(Extracted records)
»»
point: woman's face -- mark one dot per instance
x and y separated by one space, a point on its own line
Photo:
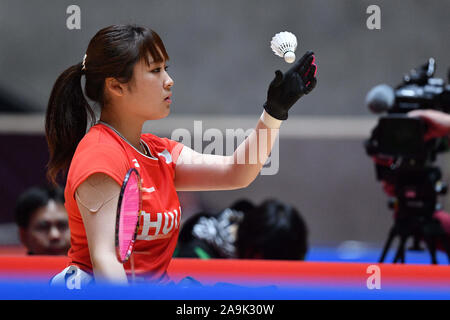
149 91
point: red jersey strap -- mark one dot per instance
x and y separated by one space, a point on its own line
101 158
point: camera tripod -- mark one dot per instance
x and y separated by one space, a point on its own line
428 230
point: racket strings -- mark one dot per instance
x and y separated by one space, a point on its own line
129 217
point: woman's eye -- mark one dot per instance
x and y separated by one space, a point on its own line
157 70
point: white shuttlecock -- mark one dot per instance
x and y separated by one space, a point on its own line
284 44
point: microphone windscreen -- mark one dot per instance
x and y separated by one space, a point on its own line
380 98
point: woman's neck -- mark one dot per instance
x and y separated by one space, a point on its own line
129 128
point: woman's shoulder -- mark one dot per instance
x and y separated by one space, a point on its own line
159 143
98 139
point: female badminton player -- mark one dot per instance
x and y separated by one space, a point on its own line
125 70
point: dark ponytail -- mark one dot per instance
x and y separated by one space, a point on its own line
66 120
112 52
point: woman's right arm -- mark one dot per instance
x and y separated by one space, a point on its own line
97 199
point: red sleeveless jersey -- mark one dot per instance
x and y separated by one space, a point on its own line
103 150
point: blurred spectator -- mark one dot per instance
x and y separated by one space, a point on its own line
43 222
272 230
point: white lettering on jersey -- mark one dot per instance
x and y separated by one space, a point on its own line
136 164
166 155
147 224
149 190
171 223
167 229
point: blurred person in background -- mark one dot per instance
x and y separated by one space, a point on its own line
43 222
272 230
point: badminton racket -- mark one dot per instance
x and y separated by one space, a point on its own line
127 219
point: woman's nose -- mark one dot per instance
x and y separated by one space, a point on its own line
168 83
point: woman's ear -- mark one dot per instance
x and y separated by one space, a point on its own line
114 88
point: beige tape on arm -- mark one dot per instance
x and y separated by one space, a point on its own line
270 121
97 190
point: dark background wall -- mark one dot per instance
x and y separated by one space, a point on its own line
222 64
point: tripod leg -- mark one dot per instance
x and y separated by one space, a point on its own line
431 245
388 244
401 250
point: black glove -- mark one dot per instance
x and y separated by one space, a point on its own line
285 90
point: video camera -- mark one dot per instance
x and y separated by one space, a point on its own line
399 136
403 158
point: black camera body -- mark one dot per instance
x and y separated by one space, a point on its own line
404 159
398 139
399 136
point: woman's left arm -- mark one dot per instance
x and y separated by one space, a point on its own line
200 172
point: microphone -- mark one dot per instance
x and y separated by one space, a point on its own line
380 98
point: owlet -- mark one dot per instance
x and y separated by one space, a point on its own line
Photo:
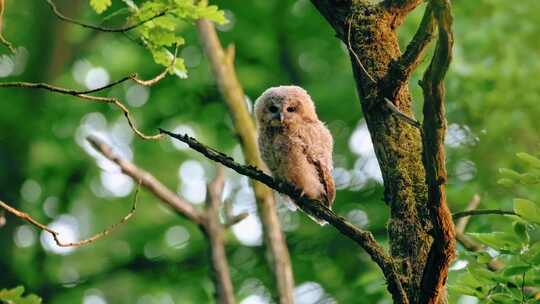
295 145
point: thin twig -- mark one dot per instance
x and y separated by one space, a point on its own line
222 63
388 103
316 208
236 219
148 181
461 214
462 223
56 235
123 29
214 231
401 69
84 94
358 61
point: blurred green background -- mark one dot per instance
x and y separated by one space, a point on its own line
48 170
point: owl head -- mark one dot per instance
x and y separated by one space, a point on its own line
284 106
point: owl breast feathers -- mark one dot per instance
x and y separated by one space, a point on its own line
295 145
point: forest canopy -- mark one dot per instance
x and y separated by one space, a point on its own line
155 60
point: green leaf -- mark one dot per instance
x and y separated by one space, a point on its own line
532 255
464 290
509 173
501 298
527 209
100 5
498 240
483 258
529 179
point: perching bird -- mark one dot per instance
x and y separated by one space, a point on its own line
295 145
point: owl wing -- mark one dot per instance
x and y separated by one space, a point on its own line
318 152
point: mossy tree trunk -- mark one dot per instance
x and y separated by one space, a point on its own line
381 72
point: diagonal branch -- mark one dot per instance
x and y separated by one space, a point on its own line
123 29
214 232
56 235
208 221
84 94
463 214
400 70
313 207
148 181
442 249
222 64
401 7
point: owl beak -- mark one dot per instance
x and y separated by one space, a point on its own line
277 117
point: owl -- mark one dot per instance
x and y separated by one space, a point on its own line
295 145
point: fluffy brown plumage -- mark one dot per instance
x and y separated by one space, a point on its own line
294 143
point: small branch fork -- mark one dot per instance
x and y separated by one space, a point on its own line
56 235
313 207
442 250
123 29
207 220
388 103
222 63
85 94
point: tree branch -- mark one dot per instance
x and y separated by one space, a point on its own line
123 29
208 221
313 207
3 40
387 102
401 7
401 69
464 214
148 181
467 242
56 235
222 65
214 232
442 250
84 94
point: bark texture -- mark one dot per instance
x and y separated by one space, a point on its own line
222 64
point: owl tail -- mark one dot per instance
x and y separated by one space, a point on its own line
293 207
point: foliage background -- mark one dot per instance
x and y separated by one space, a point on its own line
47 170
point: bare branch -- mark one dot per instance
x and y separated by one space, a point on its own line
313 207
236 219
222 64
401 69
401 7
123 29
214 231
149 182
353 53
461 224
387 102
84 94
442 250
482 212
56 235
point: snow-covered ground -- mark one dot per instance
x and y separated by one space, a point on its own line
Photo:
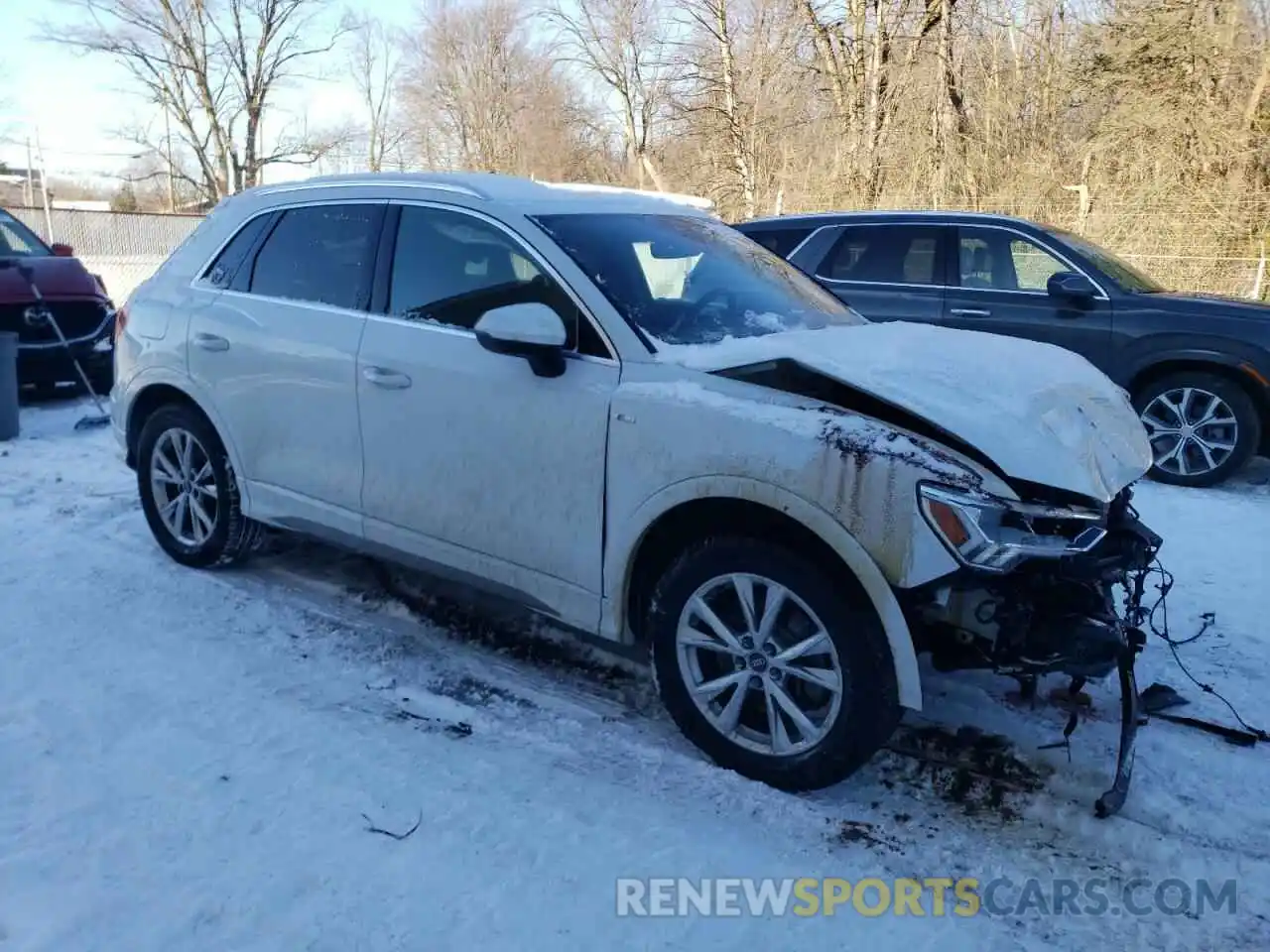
««
TRY IT » Using the records above, set down exactly the lines from the one with "point: white lettering" through the one with "point: dark background", inclusive, and nothing more.

RESPONSE FOR THIS EXERCISE »
point: white lettering on jersey -- mark one dot per instance
x and y separated by one space, a point on its own line
136 164
166 155
147 224
149 190
171 223
167 229
point: blurred person in background -- mark one dot per instance
x and y separated by one space, a point on its own line
43 222
272 230
point: badminton racket -- mark one dot per instance
x and y separated by one space, a point on its own line
127 219
point: woman's nose -- mark one dot per instance
x and y separated by one space, a point on its own line
168 83
point: woman's ear -- mark one dot per instance
x and y separated by one space, a point on its own line
114 88
point: beige tape on arm -- mark one dot per instance
x and y separated by one space, a point on its own line
270 121
97 190
point: dark background wall -- mark one dot per instance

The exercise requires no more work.